**Task details**
From the line containing "wanted | a point" down to the last line of the data, output each line word for word and include nothing else.

**Records provided**
+ + + +

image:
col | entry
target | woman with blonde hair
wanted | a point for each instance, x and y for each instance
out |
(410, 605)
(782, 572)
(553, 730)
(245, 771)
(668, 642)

+ + + +

**Output below**
wanted | a point for each instance, x and y for each instance
out |
(410, 605)
(782, 572)
(553, 730)
(245, 771)
(668, 642)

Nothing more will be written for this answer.